**Instructions to follow**. Wherever the word "rear" appears in a line of the records, copy that line.

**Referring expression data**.
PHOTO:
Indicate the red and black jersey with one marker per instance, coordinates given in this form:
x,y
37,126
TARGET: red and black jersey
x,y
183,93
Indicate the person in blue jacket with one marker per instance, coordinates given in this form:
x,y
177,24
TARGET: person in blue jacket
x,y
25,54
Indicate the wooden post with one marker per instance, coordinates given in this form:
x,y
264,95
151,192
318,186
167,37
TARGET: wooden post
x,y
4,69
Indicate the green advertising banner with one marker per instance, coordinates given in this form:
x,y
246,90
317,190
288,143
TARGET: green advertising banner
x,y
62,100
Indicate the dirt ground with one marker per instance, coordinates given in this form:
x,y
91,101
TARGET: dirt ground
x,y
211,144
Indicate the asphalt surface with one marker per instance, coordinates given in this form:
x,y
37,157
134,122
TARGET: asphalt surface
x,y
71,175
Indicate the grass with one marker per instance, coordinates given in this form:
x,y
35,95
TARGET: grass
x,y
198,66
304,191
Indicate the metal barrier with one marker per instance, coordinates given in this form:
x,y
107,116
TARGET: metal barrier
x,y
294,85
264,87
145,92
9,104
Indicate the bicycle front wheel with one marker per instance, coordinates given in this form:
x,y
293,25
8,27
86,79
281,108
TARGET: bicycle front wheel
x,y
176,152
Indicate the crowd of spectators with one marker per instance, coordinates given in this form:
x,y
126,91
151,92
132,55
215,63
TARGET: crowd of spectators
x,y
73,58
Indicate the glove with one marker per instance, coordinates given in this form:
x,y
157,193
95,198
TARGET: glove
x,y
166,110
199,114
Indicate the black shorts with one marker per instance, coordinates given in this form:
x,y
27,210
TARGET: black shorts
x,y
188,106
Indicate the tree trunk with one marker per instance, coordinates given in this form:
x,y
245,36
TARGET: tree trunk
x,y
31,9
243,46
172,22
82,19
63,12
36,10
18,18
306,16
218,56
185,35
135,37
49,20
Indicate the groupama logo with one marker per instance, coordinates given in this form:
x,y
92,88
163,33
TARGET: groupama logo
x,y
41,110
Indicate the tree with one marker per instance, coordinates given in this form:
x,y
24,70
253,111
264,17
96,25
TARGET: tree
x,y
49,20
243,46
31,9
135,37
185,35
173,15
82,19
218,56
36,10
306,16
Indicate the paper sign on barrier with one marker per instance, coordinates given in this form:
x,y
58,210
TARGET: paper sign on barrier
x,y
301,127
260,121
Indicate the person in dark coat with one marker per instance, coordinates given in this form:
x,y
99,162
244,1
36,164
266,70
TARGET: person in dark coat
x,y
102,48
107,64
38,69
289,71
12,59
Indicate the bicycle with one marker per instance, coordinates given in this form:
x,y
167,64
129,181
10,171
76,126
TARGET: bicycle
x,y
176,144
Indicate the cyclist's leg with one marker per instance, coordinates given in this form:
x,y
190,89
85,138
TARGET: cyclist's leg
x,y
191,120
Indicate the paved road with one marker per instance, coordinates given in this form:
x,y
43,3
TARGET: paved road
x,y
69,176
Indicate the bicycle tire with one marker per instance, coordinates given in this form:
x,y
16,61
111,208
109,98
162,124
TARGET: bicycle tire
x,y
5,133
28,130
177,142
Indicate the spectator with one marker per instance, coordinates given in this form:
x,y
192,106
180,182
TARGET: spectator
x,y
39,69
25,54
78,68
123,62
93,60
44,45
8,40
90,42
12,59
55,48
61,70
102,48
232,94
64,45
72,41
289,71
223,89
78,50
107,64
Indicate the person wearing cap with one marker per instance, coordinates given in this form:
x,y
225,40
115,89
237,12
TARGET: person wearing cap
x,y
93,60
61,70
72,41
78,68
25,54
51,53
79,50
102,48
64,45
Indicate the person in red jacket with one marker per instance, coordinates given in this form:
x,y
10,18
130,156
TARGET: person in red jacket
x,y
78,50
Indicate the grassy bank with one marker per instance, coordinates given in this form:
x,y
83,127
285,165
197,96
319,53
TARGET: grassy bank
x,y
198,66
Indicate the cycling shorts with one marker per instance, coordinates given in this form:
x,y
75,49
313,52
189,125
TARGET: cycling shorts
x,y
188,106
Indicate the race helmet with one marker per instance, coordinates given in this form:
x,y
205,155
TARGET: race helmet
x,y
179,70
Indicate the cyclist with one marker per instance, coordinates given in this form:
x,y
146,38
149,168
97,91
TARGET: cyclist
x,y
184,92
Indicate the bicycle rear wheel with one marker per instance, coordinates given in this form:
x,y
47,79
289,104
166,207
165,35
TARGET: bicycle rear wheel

**Solution for this task**.
Indicate the bicycle rear wheel with one marker per instance, coordinates given in this form:
TARGET: bicycle rear wheel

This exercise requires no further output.